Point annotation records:
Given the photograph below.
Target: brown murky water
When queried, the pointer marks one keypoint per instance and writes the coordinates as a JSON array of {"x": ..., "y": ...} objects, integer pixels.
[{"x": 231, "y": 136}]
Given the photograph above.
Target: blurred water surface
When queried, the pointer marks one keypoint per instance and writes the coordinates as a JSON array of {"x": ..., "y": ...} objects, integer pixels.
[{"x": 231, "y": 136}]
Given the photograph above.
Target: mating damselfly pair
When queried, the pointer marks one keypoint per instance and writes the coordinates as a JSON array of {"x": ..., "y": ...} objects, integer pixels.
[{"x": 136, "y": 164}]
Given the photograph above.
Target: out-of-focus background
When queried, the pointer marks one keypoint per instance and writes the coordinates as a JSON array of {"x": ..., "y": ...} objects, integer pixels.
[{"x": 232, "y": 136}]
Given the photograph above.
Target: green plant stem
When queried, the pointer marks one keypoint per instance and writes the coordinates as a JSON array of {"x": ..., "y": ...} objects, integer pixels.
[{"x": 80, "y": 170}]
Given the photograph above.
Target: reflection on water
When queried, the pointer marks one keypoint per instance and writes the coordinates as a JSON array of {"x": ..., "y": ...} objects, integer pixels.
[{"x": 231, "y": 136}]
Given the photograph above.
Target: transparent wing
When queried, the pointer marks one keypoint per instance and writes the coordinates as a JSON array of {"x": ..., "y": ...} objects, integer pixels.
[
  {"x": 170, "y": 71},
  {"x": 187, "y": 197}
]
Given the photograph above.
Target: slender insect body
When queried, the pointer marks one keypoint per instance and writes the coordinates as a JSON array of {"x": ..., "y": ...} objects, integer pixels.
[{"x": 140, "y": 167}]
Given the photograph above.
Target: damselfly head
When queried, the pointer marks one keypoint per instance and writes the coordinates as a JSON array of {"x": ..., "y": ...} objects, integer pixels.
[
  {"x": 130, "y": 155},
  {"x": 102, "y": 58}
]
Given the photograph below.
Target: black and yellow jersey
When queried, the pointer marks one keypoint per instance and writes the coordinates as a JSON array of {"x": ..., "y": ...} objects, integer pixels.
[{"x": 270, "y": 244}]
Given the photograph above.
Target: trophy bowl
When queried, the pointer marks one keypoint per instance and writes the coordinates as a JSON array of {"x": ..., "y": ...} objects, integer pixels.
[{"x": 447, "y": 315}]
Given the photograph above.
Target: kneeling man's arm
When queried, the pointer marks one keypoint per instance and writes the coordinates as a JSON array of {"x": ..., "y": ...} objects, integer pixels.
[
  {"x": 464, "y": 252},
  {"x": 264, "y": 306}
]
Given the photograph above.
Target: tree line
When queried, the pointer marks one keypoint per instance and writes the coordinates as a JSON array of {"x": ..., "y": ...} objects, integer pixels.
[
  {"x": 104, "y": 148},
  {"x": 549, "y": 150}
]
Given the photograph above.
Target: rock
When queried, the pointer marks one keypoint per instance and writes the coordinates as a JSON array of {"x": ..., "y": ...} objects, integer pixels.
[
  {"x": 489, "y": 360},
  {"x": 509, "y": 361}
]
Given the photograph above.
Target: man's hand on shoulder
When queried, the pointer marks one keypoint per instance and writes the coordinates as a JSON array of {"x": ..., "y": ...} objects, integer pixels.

Written exercise: Write out every entry again exactly, please, with nothing missing.

The solution:
Given the photograph below.
Target: brown murky water
When queried, the pointer marks one keypoint per instance and writes the coordinates as a JSON array of {"x": ..., "y": ...} objects, integer pixels.
[{"x": 231, "y": 136}]
Given the photograph above.
Target: blurred water surface
When queried, the pointer marks one keypoint per instance and writes the coordinates as a JSON array of {"x": ..., "y": ...} objects, integer pixels.
[{"x": 231, "y": 136}]
Given the photograph above.
Target: mating damselfly pair
When queried, the pointer marks one keypoint per instance and writes the coordinates as a JSON array of {"x": ..., "y": ...} objects, integer pixels.
[{"x": 136, "y": 164}]
Given the photograph above.
Target: out-of-focus background
When queried, the pointer marks one keypoint per instance and writes the coordinates as a JSON array of {"x": ..., "y": ...} objects, integer pixels.
[{"x": 232, "y": 136}]
Given the photograph above.
Target: green plant stem
When queried, the pointer marks one keypoint per instance and writes the coordinates as a JSON array of {"x": ..., "y": ...} objects, integer pixels.
[{"x": 80, "y": 170}]
Given the photograph above.
Target: reflection on water
When queried, the pointer marks one keypoint per instance and writes the coordinates as a JSON array of {"x": ..., "y": ...} objects, integer pixels.
[{"x": 231, "y": 136}]
Given the photograph above.
Target: transparent wing
When queried, the pointer marks one keypoint per instance and writes the coordinates as a JSON array of {"x": ..., "y": ...} objects, integer pixels.
[
  {"x": 170, "y": 71},
  {"x": 187, "y": 197}
]
Given the photograph above.
Target: slender insect body
When queried, the pointer marks one keypoint per instance and writes the coordinates as a JSON array of {"x": ..., "y": ...} objects, integer pixels.
[{"x": 140, "y": 167}]
Given the photograph above.
Target: damselfly head
When queried, the pointer marks one keypoint per instance and writes the coordinates as a JSON array of {"x": ..., "y": ...} objects, integer pixels.
[
  {"x": 130, "y": 155},
  {"x": 102, "y": 58}
]
Given the photograph below.
Target: black and yellow jersey
When queried, the pointer marks one keypoint per instance and writes the coordinates as a JSON array of {"x": ..., "y": ...} objects, integer pixels.
[{"x": 270, "y": 244}]
Given the photograph above.
Target: trophy bowl
When queried, the pointer marks one keypoint per instance and writes the coordinates as a JSON array of {"x": ..., "y": ...} objects, integer pixels.
[{"x": 447, "y": 315}]
Given the photograph above.
Target: kneeling man's arm
When queried, the pointer marks one keypoint per instance and writes the coordinates as a JSON array of {"x": ..., "y": ...} objects, integer pixels.
[
  {"x": 464, "y": 252},
  {"x": 264, "y": 306}
]
Given the photograph above.
Target: tree line
When queried, the pointer marks one keypoint per instance and writes the coordinates as a JSON array of {"x": ..., "y": ...} objects, integer pixels.
[
  {"x": 104, "y": 148},
  {"x": 549, "y": 150}
]
Given the photograph above.
Target: rock
When queried, the pointer marks one keypoint per instance and writes the coordinates as a JSON array of {"x": ..., "y": ...} objects, integer pixels.
[
  {"x": 489, "y": 360},
  {"x": 509, "y": 361}
]
Given the photograph above.
Target: man's hand on shoulder
When queried, the pointer marks one keypoint per instance and writes the coordinates as a JSON array of {"x": ..., "y": ...} objects, integer pixels.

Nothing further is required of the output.